- Set of tasks:
• A. Decide whether each statement below agrees with the forum thread. Answer yes or no for each, and quote the exact words of the thread that settle it.
(i) The first post proposes that the 6x6 and 7x7 events use a mean of 3 instead of an average of 5.
(ii) The earlier proposal that weatherman223 mentions was accepted by most voters.
(iii) weatherman223 states that the competition runs for one week.
• B. Reproduce the forum thread word for word, from "# 6x6 and 7x7" to "the comments below.".
• C. In the forum thread, what does weatherman223 suggest using for comp sim with Mo3?

- Reading text:
# 6x6 and 7x7 on Weekly Comp



## Deleted member 52088 (Dec 1, 2019)

I think that on the weekly comp the 6x6 and 7x7 events should be changed to mean of 3 instead of average of 5 for a few reasons.
1. The WCA uses MO3
2. It takes a lot longer to do 5 solves vs 3
3. It will be better for comp sim
4. Many people don't want to compete if it is not going to prepare us for competition
Put your reasons in the comments below.


----------



## weatherman223 (Dec 1, 2019)

I posted this earlier this year, and it was heavily turned down. Even though I would like Mo3 too, you have to consider that the competition is 1 week long, meaning that we can have enough room to do 2 7x7 solves at work, and finish the rest at home. Staying at Ao5 for now is fine.

Edit: https://www.speedsolving.com/thread...lve-on-weekly-competition-to-mean-of-3.72936/

The poll was a 7-12 vote. You can see opposing opinions, whichI now mostly agree with, below. 

*If you want Mo3, do cubers.io for your comp sim. *


----------



## ImmolatedMarmoset (Dec 1, 2019)

naw 6 and 7 are dumb anyway

EDIT: sry VIBE_ZT but naw


----------

- Data section:
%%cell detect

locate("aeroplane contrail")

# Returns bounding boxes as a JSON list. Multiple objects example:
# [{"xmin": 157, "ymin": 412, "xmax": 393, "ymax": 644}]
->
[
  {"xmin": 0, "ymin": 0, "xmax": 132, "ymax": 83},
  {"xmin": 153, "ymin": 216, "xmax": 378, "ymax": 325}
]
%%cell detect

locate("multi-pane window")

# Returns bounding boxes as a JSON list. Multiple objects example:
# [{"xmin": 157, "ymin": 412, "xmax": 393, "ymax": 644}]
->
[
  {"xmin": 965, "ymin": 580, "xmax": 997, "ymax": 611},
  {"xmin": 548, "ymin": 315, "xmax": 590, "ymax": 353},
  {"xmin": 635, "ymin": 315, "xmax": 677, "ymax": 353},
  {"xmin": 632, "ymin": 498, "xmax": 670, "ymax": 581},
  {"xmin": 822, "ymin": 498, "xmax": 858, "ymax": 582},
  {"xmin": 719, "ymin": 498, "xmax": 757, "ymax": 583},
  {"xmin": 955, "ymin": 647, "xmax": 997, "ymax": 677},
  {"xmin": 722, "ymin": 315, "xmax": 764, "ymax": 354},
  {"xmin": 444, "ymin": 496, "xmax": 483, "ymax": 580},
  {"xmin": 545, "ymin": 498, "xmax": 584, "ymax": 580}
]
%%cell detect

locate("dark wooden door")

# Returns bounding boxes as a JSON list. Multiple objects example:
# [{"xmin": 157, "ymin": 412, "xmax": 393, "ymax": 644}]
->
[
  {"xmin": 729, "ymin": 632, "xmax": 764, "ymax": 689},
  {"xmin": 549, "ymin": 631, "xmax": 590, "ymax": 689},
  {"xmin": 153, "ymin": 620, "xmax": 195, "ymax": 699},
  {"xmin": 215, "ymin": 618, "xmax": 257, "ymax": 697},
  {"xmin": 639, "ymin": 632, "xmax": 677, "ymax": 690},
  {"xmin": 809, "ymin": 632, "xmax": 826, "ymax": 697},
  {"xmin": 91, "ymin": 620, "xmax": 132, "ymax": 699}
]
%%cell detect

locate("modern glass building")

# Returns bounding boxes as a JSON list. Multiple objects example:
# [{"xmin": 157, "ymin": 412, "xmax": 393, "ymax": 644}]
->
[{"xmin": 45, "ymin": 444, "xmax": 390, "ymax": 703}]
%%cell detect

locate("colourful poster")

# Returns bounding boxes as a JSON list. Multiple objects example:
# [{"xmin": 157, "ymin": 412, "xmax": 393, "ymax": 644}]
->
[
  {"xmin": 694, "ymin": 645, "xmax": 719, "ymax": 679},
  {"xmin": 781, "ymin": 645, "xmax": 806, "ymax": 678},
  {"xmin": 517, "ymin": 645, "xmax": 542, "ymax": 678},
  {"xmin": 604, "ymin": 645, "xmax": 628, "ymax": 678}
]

- Responses to the tasks:
• A.
(i) Yes: "the 6x6 and 7x7 events should be changed to mean of 3 instead of average of 5"
(ii) No: "it was heavily turned down"
(iii) Yes: "the competition is 1 week long"

• B.
# 6x6 and 7x7 on Weekly Comp



## Deleted member 52088 (Dec 1, 2019)

I think that on the weekly comp the 6x6 and 7x7 events should be changed to mean of 3 instead of average of 5 for a few reasons.
1. The WCA uses MO3
2. It takes a lot longer to do 5 solves vs 3
3. It will be better for comp sim
4. Many people don't want to compete if it is not going to prepare us for competition
Put your reasons in the comments below.

• C. cubers.io